The ALJ discounted Garcia's statements about Aguilar's need for a highly supportive environment based on (1) Aguilar's ability to travel independently to see Garcia; (2) inconsistency with the mental status examination and other medical evidence; and (3) Aguilar's minimal work activity after the alleged onset date. AR 24.

Ordinarily, inconsistency with a claimant's daily activities is a germane reason for rejecting a lay witness' statements. Lewis v. Apfel, 236 F.3d 503, 512 (9th Cir. 2001) (ALJ did not err in considering inconsistent testimony regarding sleep habits); see also Carmickle v. Comm'r, Soc. Sec. Admin., 533 F.3d 1155, 1164 (9th Cir. 2008) (ALJ properly discounted lay witness testimony inconsistent with claimant's ability to complete continuous full-time course work).

However, Garcia's written questionnaire acknowledges that Aguilar can use public transportation and that Aguilar "goes out of the house to come to my house alone but then she has to be with me all day she can't be alone for long periods of time." AR 272. That Aguilar is able to get to Garcia's home by herself does not undermine Garcia's statements concerning Aguilar's functional limitations.

In general, inconsistency with medical evidence is a germane reason to discount lay witness statements. Bayliss v. Barnhart, 427 F.3d 1211, 1218 (9th Cir. 2005); Lewis, 236 F.3d at 511 ("One reason for which an ALJ may discount lay testimony is that it conflicts with medical evidence."). The ALJ found that the "[m]ental status examination findings are sparse and do not reflect a total inability to care for oneself or the need for 24 hour supportive care as claimed by the claimant's friend." AR 24.

Read as a whole, however, the psychologist's report is not inconsistent with Garcia's observations. The psychologist noted that Aguilar's "[c]urrent intellectual functioning is in the borderline range of ability." AR 335. Her "[p]sychomotor slowing is mildly evident." Id. Her fund of knowledge is poor, and her insight and judgment are "below average for chronological age." Id. Her IQ quotient was 65. AR 336. Her mood was dysthymic, her affect was constricted, and her concentration was moderately diminished. AR 335. The psychologist noted that the "test results appear to be an underestimation of the claimant's ability at this time due to poor effort." AR 336. She opined that Aguilar would be able to understand, remember and carry out short, simplistic instructions. On the other hand, "a payee should be assigned to her." AR 337. Aguilar's treating records also assess impaired memory, concentration, judgment and insight with paranoid and phobic ideation, fearfulness and isolation. E.g., AR 323, 385, 389.

________________________

**TO DO**.
A. Please transcribe the court excerpt from "The ALJ discounted" up to and including "full-time course work).".
B. Pick up the court excerpt where it stops and keep writing it.

________________________

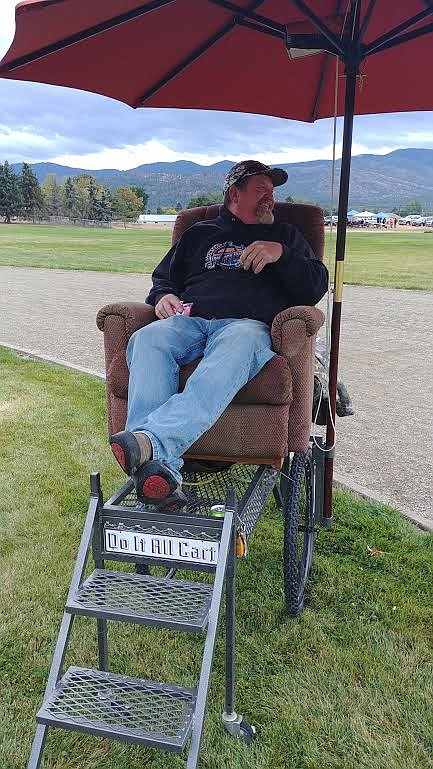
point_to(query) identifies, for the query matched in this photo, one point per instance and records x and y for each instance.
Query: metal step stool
(150, 713)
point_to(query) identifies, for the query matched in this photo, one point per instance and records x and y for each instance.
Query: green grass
(348, 686)
(78, 248)
(395, 259)
(392, 259)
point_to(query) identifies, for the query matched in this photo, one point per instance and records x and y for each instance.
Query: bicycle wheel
(299, 530)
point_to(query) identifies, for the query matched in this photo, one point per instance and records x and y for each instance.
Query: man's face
(254, 203)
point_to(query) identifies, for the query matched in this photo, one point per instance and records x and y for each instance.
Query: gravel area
(383, 451)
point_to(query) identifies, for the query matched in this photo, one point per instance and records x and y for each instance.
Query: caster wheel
(247, 732)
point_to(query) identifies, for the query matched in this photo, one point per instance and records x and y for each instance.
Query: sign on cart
(161, 546)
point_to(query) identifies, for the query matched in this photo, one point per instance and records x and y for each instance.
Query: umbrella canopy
(287, 58)
(198, 53)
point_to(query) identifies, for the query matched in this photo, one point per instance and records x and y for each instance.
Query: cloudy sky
(40, 123)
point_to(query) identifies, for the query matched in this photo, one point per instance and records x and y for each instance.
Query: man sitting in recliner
(238, 272)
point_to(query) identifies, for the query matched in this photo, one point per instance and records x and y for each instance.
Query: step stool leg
(102, 644)
(37, 747)
(230, 632)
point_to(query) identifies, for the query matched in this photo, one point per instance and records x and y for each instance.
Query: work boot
(156, 485)
(131, 450)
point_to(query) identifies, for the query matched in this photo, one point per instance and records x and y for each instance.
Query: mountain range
(377, 181)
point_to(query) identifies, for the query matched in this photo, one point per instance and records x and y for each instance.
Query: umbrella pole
(349, 108)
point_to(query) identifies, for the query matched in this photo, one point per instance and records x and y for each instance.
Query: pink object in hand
(186, 309)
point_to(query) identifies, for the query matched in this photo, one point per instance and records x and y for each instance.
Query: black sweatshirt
(203, 268)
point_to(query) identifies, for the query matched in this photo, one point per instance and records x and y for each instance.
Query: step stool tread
(121, 707)
(174, 603)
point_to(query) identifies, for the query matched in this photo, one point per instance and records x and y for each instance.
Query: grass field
(395, 259)
(347, 686)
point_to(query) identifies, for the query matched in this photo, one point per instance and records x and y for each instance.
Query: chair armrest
(293, 332)
(118, 322)
(133, 315)
(292, 327)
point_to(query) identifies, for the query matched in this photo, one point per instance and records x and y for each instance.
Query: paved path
(384, 451)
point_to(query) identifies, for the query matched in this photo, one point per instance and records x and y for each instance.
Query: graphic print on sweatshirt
(224, 255)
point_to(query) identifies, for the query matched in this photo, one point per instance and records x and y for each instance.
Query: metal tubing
(230, 628)
(206, 668)
(102, 644)
(37, 747)
(349, 108)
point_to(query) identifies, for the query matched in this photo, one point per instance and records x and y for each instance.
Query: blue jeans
(233, 352)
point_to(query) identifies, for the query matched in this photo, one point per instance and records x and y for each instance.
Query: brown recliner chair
(271, 415)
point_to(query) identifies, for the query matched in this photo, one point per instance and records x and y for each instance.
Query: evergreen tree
(141, 193)
(103, 211)
(52, 193)
(10, 193)
(205, 199)
(70, 204)
(31, 193)
(92, 209)
(126, 204)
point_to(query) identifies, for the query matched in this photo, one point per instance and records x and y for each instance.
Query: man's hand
(167, 306)
(260, 253)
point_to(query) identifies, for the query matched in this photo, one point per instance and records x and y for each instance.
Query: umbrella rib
(320, 25)
(84, 35)
(402, 39)
(250, 14)
(263, 30)
(393, 33)
(323, 75)
(325, 70)
(197, 53)
(367, 18)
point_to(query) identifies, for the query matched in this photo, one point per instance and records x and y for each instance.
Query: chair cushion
(272, 385)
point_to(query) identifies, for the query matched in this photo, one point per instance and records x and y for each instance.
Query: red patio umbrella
(241, 56)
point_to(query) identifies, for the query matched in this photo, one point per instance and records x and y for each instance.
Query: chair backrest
(308, 219)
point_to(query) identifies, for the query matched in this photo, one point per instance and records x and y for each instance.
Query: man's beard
(264, 213)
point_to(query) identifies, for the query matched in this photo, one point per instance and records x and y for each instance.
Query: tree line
(79, 197)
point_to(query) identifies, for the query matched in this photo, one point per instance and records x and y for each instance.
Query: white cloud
(41, 122)
(132, 156)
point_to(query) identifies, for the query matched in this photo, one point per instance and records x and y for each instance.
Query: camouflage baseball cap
(252, 168)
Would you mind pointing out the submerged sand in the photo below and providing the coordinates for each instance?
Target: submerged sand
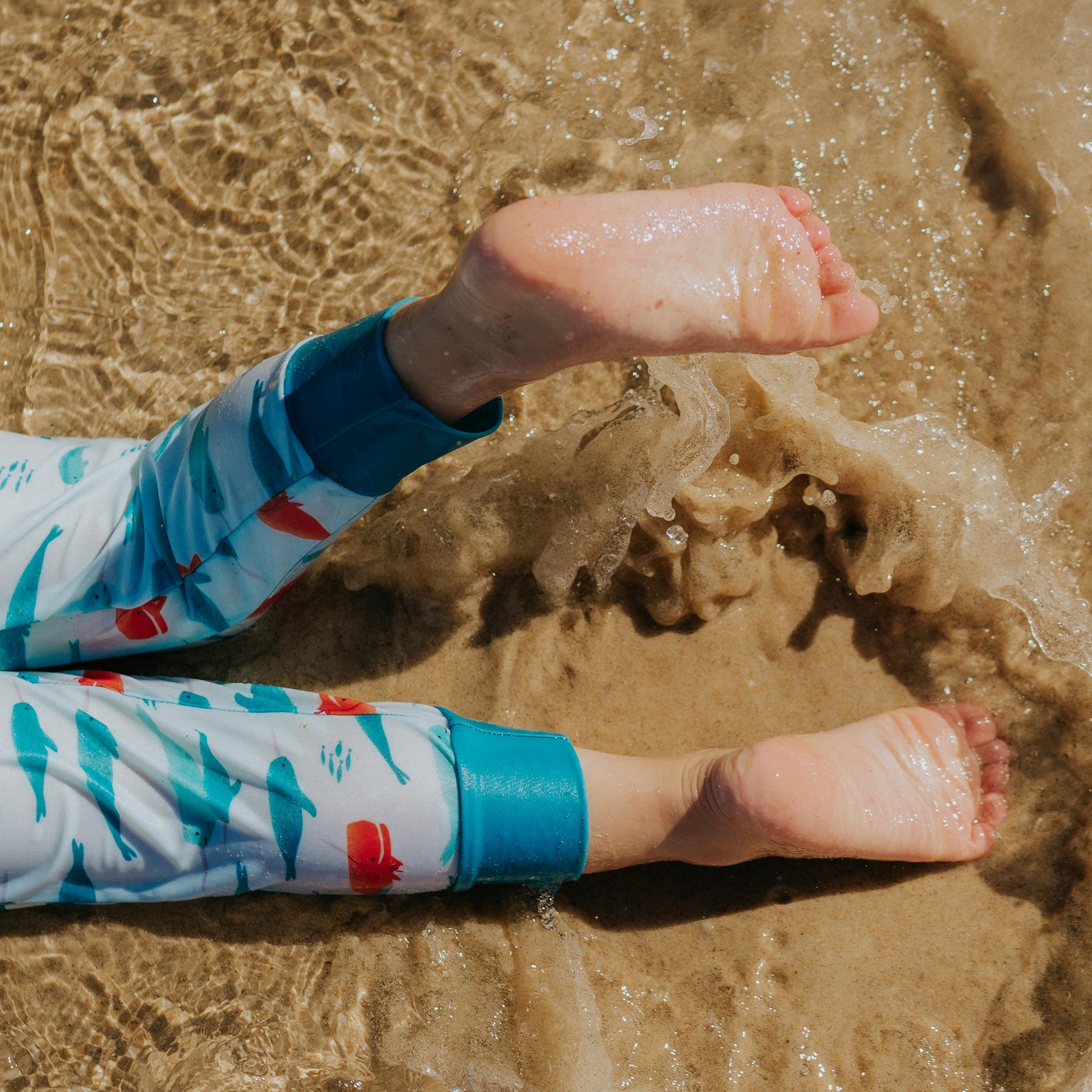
(186, 188)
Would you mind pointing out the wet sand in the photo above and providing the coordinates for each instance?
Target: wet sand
(182, 192)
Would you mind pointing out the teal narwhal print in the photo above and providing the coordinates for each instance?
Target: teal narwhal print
(32, 749)
(202, 473)
(97, 748)
(77, 886)
(265, 699)
(72, 465)
(287, 805)
(274, 476)
(204, 796)
(373, 724)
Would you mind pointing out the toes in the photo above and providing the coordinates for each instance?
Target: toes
(818, 233)
(836, 278)
(843, 317)
(796, 201)
(994, 750)
(995, 778)
(993, 810)
(976, 723)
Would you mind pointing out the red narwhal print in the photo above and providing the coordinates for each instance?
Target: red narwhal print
(185, 570)
(142, 623)
(344, 707)
(283, 513)
(265, 604)
(109, 681)
(371, 866)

________________________

**EXERCISE RESULTS**.
A.
The ALJ discounted Garcia's statements about Aguilar's need for a highly supportive environment based on (1) Aguilar's ability to travel independently to see Garcia; (2) inconsistency with the mental status examination and other medical evidence; and (3) Aguilar's minimal work activity after the alleged onset date. AR 24.

Ordinarily, inconsistency with a claimant's daily activities is a germane reason for rejecting a lay witness' statements. Lewis v. Apfel, 236 F.3d 503, 512 (9th Cir. 2001) (ALJ did not err in considering inconsistent testimony regarding sleep habits); see also Carmickle v. Comm'r, Soc. Sec. Admin., 533 F.3d 1155, 1164 (9th Cir. 2008) (ALJ properly discounted lay witness testimony inconsistent with claimant's ability to complete continuous full-time course work).

B.
Finally, the ALJ relied on Aguilar's minimal work history after the alleged onset date of January 17, 2006. AR 16, 24; Lewis, 236 F.3d at 512. The record reflects that Aguilar was baby-sitting a child until October 2006. See, e.g., AR 240 (Disability Report indicating Aguilar worked as babysitter January 2005-October 2006), AR 245 (Work History Report indicating same), AR 334 (psychological evaluation indicating Aguilar said she worked as babysitter in 2006). Aguilar testified she babysat at home for a friend's toddler three days per week for a four-month period. The job ended when the mother stopped working. AR 78-80. Garcia testified she did not have contact with Aguilar at that time, but was generally aware that Aguilar had previously taken care of a child in her home. AR 99. This minimal work history in Aguilar's home does not undermine Garcia's testimony.

Because the ALJ failed to give germane reasons for rejecting Garcia's testimony and statements, the matter must be remanded. See Bruce v. Astrue, 557 F.3d 1113, 1114 (9th Cir. 2009).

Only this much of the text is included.